Required work —
Your task is to return the span of lines beginning at the one with "Where can the lamp" and ending at the last line of the data, exactly as it stands.

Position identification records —

***

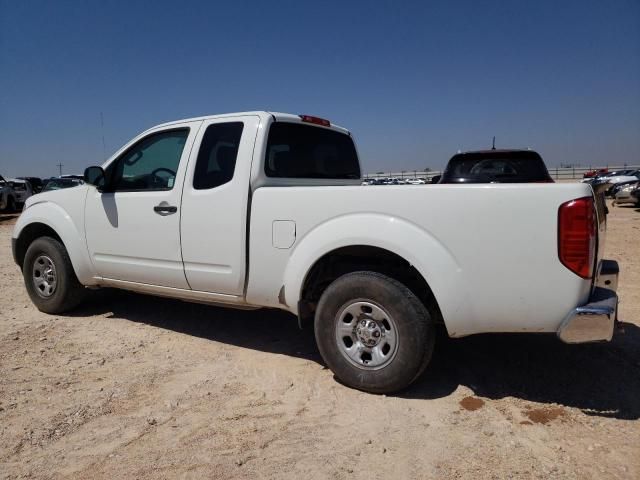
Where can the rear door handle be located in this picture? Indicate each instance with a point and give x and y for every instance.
(165, 209)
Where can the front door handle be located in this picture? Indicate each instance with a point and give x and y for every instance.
(165, 209)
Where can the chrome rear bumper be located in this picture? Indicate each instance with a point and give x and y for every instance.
(595, 321)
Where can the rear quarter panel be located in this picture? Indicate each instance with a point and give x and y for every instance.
(488, 252)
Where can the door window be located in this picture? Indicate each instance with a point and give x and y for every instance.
(217, 156)
(150, 164)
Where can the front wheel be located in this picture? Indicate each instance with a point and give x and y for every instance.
(373, 332)
(49, 277)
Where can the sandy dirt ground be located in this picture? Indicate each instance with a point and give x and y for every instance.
(131, 386)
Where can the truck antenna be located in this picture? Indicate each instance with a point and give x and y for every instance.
(104, 147)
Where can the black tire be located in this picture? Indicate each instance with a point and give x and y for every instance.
(414, 327)
(68, 292)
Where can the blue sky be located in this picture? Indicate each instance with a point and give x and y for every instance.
(414, 81)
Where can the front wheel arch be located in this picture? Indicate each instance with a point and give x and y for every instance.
(28, 235)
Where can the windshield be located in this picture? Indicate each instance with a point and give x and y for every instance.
(59, 183)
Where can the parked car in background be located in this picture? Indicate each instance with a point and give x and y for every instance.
(619, 186)
(595, 173)
(496, 166)
(21, 191)
(58, 183)
(36, 183)
(416, 181)
(608, 175)
(636, 194)
(7, 198)
(626, 194)
(627, 176)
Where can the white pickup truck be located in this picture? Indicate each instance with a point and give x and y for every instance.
(265, 209)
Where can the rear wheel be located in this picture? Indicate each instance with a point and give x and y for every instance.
(49, 277)
(373, 332)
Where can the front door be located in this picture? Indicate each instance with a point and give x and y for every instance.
(133, 230)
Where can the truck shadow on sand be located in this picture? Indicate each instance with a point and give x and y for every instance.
(600, 379)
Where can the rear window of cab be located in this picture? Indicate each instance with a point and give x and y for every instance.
(304, 151)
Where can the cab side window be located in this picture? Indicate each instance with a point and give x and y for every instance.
(150, 164)
(217, 156)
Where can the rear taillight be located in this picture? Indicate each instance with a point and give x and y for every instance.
(577, 236)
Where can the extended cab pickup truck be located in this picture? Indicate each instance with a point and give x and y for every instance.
(266, 209)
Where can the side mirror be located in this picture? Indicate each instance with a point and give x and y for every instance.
(95, 176)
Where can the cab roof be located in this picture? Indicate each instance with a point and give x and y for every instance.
(277, 116)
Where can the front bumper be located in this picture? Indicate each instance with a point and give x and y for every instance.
(595, 321)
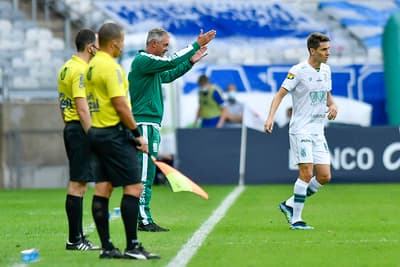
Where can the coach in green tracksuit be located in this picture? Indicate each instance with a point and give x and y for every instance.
(149, 70)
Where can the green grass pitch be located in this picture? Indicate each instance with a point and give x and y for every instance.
(355, 225)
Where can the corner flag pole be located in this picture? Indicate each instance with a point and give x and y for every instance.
(243, 147)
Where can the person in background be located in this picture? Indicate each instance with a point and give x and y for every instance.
(310, 85)
(212, 107)
(234, 108)
(76, 116)
(115, 138)
(149, 70)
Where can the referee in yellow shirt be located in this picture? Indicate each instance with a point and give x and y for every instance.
(115, 139)
(75, 113)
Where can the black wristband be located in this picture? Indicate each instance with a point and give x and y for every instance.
(136, 132)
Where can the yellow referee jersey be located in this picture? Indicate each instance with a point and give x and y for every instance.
(104, 80)
(70, 86)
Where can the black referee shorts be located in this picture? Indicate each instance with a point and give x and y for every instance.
(117, 155)
(83, 162)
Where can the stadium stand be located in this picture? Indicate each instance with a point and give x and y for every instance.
(365, 20)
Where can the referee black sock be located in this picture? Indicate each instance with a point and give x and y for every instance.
(73, 207)
(100, 217)
(129, 214)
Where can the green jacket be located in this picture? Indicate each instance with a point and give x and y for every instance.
(147, 74)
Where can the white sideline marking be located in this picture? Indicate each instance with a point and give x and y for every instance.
(189, 249)
(88, 229)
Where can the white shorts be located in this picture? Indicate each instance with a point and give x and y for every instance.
(309, 148)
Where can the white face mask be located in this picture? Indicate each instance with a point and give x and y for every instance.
(204, 89)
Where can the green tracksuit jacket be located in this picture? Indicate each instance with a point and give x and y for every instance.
(147, 74)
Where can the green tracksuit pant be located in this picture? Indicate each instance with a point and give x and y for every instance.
(148, 171)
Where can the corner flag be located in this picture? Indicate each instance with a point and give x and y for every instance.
(178, 181)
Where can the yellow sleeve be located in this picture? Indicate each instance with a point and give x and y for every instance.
(78, 86)
(115, 83)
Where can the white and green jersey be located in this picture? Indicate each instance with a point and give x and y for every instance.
(308, 87)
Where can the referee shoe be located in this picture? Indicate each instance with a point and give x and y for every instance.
(82, 244)
(300, 225)
(151, 227)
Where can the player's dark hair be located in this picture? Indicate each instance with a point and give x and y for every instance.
(108, 32)
(155, 34)
(83, 38)
(315, 39)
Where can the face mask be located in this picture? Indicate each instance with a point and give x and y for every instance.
(231, 95)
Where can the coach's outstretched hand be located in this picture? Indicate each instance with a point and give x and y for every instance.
(205, 38)
(139, 143)
(202, 52)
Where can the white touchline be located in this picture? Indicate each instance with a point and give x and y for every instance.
(189, 249)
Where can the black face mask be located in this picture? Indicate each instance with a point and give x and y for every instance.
(231, 100)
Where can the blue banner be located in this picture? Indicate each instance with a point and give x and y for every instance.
(358, 154)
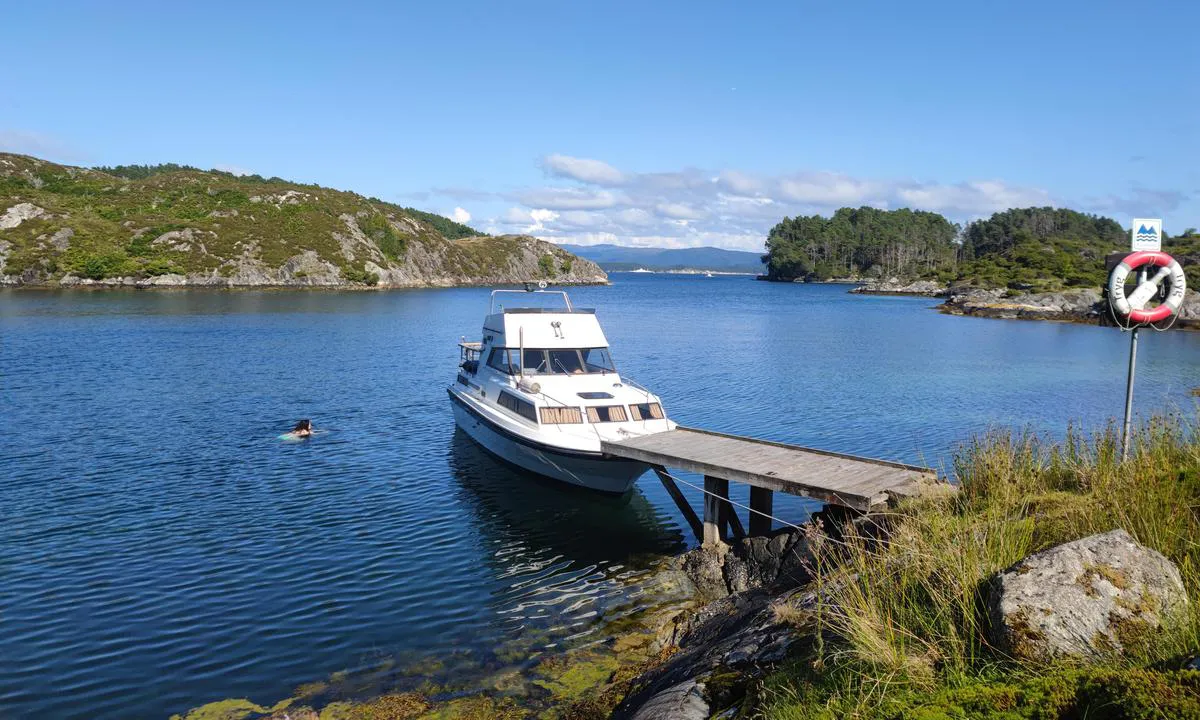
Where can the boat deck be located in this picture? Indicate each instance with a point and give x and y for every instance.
(859, 483)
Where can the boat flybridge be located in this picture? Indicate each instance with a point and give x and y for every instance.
(540, 391)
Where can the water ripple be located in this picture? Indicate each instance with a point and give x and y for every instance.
(160, 546)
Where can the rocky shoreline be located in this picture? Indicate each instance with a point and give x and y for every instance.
(1078, 305)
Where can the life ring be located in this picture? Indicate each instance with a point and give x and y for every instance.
(1132, 307)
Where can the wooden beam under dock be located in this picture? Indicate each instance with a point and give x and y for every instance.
(862, 484)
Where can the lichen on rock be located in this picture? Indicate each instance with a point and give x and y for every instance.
(1096, 597)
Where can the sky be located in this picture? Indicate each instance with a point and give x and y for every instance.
(643, 124)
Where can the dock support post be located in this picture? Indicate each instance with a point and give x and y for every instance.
(717, 492)
(681, 502)
(733, 522)
(761, 501)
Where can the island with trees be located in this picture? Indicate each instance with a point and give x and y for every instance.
(1038, 263)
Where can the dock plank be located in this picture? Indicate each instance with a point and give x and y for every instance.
(858, 483)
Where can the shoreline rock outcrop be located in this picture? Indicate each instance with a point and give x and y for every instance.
(894, 286)
(1090, 598)
(169, 227)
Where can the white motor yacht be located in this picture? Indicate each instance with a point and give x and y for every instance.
(540, 391)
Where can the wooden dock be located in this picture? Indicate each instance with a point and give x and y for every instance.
(861, 484)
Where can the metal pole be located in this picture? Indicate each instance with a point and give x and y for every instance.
(1133, 364)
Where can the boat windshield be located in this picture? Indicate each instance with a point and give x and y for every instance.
(553, 361)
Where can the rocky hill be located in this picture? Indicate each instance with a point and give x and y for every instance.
(175, 226)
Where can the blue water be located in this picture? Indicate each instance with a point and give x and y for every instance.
(161, 547)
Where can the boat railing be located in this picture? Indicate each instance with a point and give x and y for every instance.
(561, 403)
(528, 291)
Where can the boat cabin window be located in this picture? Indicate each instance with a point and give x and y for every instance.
(537, 363)
(565, 361)
(521, 407)
(561, 415)
(607, 414)
(646, 411)
(598, 360)
(555, 361)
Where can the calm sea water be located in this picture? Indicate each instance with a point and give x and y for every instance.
(160, 547)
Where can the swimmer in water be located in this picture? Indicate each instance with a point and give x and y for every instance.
(303, 429)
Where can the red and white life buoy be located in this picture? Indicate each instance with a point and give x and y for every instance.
(1133, 307)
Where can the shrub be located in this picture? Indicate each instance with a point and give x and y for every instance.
(360, 276)
(390, 243)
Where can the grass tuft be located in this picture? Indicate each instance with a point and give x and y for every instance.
(904, 621)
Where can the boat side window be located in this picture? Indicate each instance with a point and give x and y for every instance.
(521, 407)
(565, 361)
(646, 411)
(598, 360)
(499, 360)
(607, 414)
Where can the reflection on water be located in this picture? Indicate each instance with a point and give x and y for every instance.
(564, 555)
(160, 547)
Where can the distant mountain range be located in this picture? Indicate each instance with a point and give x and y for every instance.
(617, 258)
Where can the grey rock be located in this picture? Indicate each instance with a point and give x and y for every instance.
(1084, 599)
(739, 634)
(684, 701)
(894, 286)
(18, 214)
(61, 239)
(718, 570)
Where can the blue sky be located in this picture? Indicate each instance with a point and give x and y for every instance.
(667, 124)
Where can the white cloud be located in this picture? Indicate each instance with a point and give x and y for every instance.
(727, 208)
(825, 189)
(39, 145)
(971, 198)
(233, 171)
(679, 211)
(739, 183)
(593, 172)
(567, 198)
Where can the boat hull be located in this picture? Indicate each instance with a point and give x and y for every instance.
(591, 471)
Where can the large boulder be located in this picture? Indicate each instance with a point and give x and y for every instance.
(1085, 599)
(780, 559)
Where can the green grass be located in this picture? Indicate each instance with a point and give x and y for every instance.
(903, 630)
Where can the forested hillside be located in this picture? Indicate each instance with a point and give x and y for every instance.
(1029, 249)
(863, 243)
(177, 225)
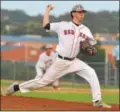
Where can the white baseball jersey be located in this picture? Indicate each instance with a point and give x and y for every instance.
(45, 61)
(70, 36)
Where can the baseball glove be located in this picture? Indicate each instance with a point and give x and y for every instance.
(87, 48)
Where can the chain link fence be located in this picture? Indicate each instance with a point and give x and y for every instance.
(23, 71)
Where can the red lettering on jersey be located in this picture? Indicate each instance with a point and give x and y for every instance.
(72, 32)
(65, 32)
(68, 32)
(83, 35)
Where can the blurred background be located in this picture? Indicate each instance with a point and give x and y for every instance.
(22, 37)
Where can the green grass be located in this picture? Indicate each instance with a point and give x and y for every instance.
(63, 85)
(75, 97)
(5, 83)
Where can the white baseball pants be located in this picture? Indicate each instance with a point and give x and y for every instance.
(62, 67)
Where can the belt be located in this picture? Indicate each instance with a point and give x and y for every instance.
(65, 58)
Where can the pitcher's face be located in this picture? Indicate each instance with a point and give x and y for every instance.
(79, 15)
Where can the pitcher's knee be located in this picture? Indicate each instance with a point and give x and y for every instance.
(92, 71)
(43, 82)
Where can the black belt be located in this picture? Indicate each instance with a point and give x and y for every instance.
(65, 58)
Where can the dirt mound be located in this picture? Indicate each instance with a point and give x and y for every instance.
(28, 103)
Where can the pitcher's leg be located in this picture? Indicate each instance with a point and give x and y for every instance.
(39, 73)
(53, 73)
(89, 74)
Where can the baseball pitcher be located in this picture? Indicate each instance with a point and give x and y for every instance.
(73, 36)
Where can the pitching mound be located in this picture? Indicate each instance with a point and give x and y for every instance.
(28, 103)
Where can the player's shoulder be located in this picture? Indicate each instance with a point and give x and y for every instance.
(84, 27)
(42, 55)
(65, 22)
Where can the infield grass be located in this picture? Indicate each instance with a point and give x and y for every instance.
(68, 96)
(76, 97)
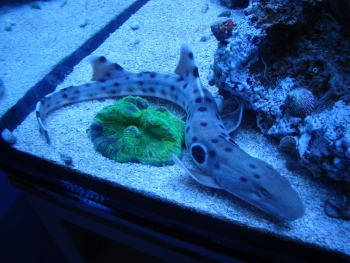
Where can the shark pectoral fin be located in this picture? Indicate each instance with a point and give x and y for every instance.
(197, 175)
(233, 120)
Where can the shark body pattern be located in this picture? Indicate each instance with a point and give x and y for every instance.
(222, 163)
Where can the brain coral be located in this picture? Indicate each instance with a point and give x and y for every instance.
(130, 131)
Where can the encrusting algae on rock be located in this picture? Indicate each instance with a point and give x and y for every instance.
(299, 102)
(130, 131)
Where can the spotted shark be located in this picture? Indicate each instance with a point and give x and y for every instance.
(222, 163)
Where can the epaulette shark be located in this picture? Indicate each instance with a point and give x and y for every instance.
(222, 164)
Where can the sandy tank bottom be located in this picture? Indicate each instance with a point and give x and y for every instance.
(143, 49)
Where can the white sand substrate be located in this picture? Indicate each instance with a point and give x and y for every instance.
(164, 26)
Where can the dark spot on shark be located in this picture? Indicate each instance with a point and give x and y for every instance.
(253, 166)
(102, 59)
(233, 142)
(212, 153)
(208, 100)
(243, 179)
(195, 72)
(198, 154)
(117, 66)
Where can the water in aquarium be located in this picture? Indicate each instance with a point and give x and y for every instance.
(235, 109)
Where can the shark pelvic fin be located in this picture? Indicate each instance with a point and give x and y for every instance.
(197, 175)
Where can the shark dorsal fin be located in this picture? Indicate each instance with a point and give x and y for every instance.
(233, 120)
(197, 175)
(104, 69)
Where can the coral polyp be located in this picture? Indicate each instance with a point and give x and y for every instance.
(299, 102)
(130, 131)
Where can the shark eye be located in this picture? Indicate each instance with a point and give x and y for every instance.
(198, 154)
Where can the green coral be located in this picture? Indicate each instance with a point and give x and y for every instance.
(130, 131)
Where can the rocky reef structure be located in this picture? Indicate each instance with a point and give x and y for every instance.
(131, 131)
(289, 61)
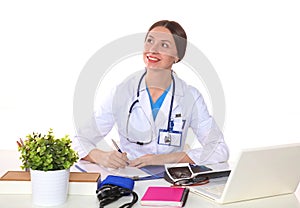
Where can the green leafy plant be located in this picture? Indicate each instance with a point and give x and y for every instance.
(45, 152)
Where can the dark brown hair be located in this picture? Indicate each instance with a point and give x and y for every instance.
(178, 33)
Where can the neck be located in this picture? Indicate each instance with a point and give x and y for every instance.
(158, 78)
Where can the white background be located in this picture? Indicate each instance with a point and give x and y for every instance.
(254, 47)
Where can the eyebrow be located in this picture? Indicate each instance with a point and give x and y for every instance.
(161, 40)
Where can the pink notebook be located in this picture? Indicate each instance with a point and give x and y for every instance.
(165, 196)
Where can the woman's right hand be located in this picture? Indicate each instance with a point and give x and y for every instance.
(108, 159)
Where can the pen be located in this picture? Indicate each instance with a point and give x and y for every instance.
(80, 168)
(116, 146)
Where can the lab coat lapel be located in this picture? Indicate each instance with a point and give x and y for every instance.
(163, 114)
(146, 106)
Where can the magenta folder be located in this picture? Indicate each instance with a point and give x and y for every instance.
(165, 196)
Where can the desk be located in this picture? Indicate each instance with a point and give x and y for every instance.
(9, 161)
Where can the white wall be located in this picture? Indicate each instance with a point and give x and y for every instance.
(253, 45)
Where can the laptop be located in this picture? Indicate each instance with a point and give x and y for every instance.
(258, 173)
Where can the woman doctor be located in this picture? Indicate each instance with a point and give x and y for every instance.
(153, 110)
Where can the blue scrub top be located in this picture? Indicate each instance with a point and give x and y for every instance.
(156, 106)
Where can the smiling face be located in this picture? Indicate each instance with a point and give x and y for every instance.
(159, 49)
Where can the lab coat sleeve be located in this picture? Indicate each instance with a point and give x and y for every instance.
(214, 148)
(95, 128)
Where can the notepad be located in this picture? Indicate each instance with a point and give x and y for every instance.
(165, 196)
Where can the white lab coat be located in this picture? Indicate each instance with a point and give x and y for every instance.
(188, 105)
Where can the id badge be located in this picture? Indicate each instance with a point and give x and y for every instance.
(170, 138)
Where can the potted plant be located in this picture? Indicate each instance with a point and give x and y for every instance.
(49, 160)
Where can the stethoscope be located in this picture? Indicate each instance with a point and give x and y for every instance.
(137, 100)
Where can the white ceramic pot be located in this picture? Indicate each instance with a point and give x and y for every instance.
(49, 188)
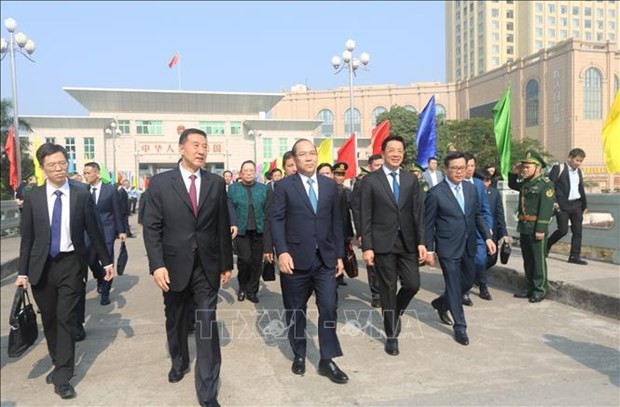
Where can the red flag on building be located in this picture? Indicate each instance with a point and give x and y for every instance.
(11, 154)
(174, 60)
(379, 134)
(347, 154)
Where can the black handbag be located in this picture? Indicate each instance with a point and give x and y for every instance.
(24, 330)
(269, 271)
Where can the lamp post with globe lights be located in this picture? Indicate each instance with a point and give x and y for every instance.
(352, 63)
(21, 44)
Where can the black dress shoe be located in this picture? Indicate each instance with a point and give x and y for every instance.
(174, 376)
(391, 346)
(299, 365)
(65, 391)
(467, 301)
(577, 260)
(81, 333)
(328, 368)
(522, 294)
(252, 298)
(443, 313)
(461, 337)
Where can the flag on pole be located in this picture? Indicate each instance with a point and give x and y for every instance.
(501, 126)
(325, 152)
(38, 172)
(611, 137)
(426, 136)
(379, 134)
(347, 154)
(174, 60)
(11, 154)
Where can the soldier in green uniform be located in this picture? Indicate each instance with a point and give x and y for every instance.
(536, 198)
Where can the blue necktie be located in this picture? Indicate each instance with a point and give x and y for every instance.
(312, 195)
(395, 186)
(459, 198)
(56, 223)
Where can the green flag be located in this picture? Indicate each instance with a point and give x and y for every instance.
(105, 175)
(501, 126)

***

Completed exercise —
Where can the lamp post with globe lights be located in this picture? Indicate each instance with a point and give x and y for every instance.
(352, 63)
(21, 44)
Where can the black dress shoe be located in this picture? Indicate each instance with a point and give x and y for every instance.
(174, 376)
(391, 346)
(299, 365)
(65, 391)
(467, 301)
(577, 260)
(81, 333)
(328, 368)
(522, 294)
(252, 298)
(443, 313)
(461, 337)
Where can the flag on pole be located in this picture? Indicate each instance with a point and give x and y for every instance.
(501, 126)
(325, 152)
(38, 172)
(611, 137)
(426, 136)
(379, 134)
(347, 154)
(174, 60)
(11, 154)
Where can the soldier in green uniform be located in this picture? Indicate each instance with a point and give x and y for every instance.
(536, 198)
Where can the blue necktie be located in this picture? Indicate each instance with a point and give x and y for every instance.
(312, 195)
(395, 186)
(459, 198)
(56, 223)
Where can the green flag be located in this picture? Indicate each instance with a point and give x and y for every instance.
(105, 175)
(501, 126)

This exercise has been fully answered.